● **Texte du document**
◆ ◆ ◆
Les États seront-ils les sauveurs de la planète ? Le seront-ils sous le modèle occidental de l’État moderne établissant sa domination sur l’ensemble de la société, dès lors que cette planète, désormais située dans l’ère du Capitalocène Le Capitalocène est un néologisme utilisé pour décrire l’époque géologique récente, caractérisée par l’impact du développement du capitalisme sur la biosphère, et en particulier son rôle dans le changement climatique.close , doit être sans doute prise en charge autrement ? Le principe constitutif de ces États, la souveraineté, avec ses deux corollaires, le droit public interne et le droit international, doivent-ils être préservés à l’encontre de ceux qui prônent l’émergence de sociétés sans État ?

Classiquement, parler d’État et de souveraineté, c’est parler d’un centre politique qui s’est attribué le monopole de la domination, de la production de la loi à laquelle chacun doit obéir sur un territoire. Ou pour le dire autrement, parler de l’État revient à affirmer l’existence dans les sociétés d’un pouvoir dont la supériorité sur les autres n’est pas relative, car il est la source ultime de tous les autres. C’est aussi parler de l’indépendance de chaque État par rapport aux autres États. Dans ce cadre, la souveraineté dessine la source de la loi, devenue, au moment du basculement démocratique, le Peuple ou la Nation. Pour autant, dans les conditions actuelles, celles des réflexions sur le capitalocène, la forme État est-elle la plus adéquate à la nécessité de faire face aux défis, notamment écologiques ?

Ne doit-on pas rappeler qu’il existe, par exemple, un droit qui réglemente le sauvetage en mer et qui est supérieur au droit des États, même si (et surtout si) les États tentent par tous les moyens de le borner, comme on le voit sur la question des secours portés aux migrants. C’est même un droit qui va au-delà de tels événements marins puisqu’il exclut la propriété (nationale) de la mer, du moins de cette exclusion déjà pensée, montrent les auteurs du livre que nous présentons, en 1606, dans un texte de Hugo Grotius. Dès lors, la forme État devrait plutôt être dépassée que renforcée comme le requièrent les souverainistes. Brûler la forêt amazonienne, sur encouragement de l’État (brésilien) soucieux de satisfaire l’agrobusiness, n’est-ce pas détruire, en même temps que le « poumon de la planète », le milieu de vie de populations entières ? Tout compte fait, certains dirigeants d’États et certains États se trouvent criminels face à ces désastres, les écocides et les génocides. (...)

En un mot, dans ce cas, la souveraineté de l’État n’est pas la solution des problèmes, parce que la souveraineté de l’État fait partie du problème. C’est ce que montrent Pierre Dardot et Christian Laval, respectivement philosophe et chercheur à l’université Paris-Nanterre et professeur émérite de sociologie dans la même université. Dans un important volume (730 pages), conséquent, pédagogique et lisible, pour autant qu’on s’intéresse à ces problèmes, ils examinent la genèse de l’État moderne occidental et son histoire théorique et pratique, jusqu’à nos jours. La forme État n’est ni naturelle, ni un destin. Elle relève d’une histoire. (...)
◆ ◆ ◆
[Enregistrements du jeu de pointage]

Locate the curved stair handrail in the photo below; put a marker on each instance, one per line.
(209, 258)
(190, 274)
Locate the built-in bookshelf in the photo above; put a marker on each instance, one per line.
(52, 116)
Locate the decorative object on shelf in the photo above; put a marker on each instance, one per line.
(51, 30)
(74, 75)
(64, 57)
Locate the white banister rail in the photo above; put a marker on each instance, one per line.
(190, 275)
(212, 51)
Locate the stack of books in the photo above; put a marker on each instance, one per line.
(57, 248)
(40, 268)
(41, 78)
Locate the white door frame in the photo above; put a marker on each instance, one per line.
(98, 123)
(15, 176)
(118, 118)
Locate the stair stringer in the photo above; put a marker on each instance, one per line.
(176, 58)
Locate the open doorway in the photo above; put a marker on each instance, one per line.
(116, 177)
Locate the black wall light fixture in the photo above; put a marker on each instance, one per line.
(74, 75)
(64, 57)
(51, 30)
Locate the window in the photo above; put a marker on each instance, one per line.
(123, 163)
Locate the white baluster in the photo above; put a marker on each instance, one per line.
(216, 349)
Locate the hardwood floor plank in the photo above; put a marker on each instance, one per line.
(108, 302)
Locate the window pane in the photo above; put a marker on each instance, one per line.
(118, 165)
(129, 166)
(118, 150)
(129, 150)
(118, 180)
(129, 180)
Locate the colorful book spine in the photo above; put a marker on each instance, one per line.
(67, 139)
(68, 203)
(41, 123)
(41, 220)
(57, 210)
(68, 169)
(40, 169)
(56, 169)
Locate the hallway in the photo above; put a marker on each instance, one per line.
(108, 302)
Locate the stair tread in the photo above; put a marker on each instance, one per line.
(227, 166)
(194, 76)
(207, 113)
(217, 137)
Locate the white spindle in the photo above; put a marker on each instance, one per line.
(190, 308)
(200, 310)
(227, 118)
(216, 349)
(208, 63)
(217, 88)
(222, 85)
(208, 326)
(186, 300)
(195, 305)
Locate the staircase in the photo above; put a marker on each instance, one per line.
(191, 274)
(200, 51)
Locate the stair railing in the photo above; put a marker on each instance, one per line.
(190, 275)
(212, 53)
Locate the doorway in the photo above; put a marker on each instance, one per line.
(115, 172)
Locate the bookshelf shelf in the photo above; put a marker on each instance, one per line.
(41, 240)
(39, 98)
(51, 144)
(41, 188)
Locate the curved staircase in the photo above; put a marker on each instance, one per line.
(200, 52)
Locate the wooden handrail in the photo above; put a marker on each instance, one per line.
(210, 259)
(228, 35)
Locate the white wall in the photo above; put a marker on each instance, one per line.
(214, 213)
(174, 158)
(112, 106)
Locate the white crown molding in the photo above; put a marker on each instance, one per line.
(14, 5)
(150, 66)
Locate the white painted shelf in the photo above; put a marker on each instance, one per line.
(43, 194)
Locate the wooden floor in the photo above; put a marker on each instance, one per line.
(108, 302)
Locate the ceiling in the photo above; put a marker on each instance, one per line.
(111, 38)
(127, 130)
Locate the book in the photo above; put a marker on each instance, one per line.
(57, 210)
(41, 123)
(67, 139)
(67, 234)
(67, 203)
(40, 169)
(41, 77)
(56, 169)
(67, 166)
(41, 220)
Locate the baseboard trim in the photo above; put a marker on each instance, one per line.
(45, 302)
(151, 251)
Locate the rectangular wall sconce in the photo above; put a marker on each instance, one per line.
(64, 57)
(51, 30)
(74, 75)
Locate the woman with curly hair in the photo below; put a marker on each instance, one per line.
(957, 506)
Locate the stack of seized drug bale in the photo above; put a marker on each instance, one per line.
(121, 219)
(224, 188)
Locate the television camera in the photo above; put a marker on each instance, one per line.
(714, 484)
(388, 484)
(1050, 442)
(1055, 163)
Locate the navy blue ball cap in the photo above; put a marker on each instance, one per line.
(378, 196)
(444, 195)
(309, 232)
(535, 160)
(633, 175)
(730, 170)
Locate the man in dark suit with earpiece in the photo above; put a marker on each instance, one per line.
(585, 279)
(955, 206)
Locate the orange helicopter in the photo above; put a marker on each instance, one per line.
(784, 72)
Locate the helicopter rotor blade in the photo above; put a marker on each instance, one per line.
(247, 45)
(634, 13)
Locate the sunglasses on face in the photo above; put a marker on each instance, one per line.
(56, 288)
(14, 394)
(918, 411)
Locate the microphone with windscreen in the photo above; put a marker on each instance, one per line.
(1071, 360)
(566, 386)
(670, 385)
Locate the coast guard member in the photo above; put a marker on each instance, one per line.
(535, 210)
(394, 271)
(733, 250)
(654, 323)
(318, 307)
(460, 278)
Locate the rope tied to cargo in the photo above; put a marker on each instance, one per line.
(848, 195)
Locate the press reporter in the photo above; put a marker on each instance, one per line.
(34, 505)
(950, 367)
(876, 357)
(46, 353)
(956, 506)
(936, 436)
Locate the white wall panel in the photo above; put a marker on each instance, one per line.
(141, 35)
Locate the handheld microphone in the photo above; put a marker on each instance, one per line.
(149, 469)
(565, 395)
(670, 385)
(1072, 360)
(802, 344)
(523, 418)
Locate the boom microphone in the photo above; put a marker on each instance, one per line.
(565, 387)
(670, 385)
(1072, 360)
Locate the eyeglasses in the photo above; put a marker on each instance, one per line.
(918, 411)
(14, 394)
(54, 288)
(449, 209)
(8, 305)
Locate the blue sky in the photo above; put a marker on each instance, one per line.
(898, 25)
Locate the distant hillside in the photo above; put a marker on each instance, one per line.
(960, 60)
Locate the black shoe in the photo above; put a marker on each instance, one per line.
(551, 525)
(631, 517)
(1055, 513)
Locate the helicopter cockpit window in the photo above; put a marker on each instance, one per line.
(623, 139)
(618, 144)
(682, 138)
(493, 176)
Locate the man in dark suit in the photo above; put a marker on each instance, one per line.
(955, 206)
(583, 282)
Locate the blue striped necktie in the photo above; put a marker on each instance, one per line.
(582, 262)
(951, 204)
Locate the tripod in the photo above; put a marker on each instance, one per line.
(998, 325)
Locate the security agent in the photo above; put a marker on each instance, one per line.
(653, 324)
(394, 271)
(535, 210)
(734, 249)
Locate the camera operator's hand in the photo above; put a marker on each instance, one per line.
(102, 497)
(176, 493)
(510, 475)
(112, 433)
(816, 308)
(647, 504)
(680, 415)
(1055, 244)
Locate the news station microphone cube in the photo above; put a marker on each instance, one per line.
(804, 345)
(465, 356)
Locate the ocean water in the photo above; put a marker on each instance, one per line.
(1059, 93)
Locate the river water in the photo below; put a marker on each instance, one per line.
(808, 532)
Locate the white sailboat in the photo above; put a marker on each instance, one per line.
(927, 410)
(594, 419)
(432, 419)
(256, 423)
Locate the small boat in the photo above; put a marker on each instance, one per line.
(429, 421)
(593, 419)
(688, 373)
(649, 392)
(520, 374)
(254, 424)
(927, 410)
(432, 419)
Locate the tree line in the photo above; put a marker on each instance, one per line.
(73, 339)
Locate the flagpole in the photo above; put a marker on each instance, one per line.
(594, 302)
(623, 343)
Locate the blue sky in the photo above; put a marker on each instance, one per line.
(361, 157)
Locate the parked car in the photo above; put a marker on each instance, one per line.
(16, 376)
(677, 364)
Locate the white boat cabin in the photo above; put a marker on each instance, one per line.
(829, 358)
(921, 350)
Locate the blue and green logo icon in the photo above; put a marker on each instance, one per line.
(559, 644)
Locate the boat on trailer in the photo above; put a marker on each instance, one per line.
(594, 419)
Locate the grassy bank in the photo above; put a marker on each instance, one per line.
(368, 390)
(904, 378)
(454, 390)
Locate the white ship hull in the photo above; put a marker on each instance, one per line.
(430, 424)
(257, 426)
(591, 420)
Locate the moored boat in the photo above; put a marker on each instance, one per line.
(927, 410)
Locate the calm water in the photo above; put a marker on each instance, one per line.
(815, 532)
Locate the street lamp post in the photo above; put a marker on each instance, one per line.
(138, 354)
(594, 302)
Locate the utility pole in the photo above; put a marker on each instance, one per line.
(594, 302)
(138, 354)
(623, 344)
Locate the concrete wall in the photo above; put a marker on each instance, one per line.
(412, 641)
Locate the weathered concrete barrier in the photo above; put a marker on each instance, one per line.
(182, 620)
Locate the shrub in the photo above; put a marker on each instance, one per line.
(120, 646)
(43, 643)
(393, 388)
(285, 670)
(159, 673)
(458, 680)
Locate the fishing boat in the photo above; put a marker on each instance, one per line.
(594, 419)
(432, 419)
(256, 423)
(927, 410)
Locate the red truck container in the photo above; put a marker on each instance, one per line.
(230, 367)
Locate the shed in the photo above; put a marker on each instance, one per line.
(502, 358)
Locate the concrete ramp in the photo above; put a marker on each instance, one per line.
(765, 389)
◆ ◆ ◆
● **Actions à mener**
(a) Répondez à ces questions d'après le texte sur l'État et la souveraineté :
(i) Que devient la source de la loi au moment du basculement démocratique ?
(ii) En quelle année et dans un texte de quel auteur l'exclusion de la propriété de la mer était-elle déjà pensée ?
(iii) Combien de pages compte le volume de Pierre Dardot et Christian Laval ?
(b) Sélectionnez et recopiez chaque ligne des enregistrements qui contient le mot « with ». La casse compte.

● **Résultats**
(a)
(i) Le Peuple ou la Nation.
(ii) En 1606, dans un texte de Hugo Grotius.
(iii) 730 pages.

(b)
Locate the woman with curly hair in the photo below; put a marker on each instance, one per line.
Locate the man in dark suit with earpiece in the photo above; put a marker on each instance, one per line.
Locate the microphone with windscreen in the photo above; put a marker on each instance, one per line.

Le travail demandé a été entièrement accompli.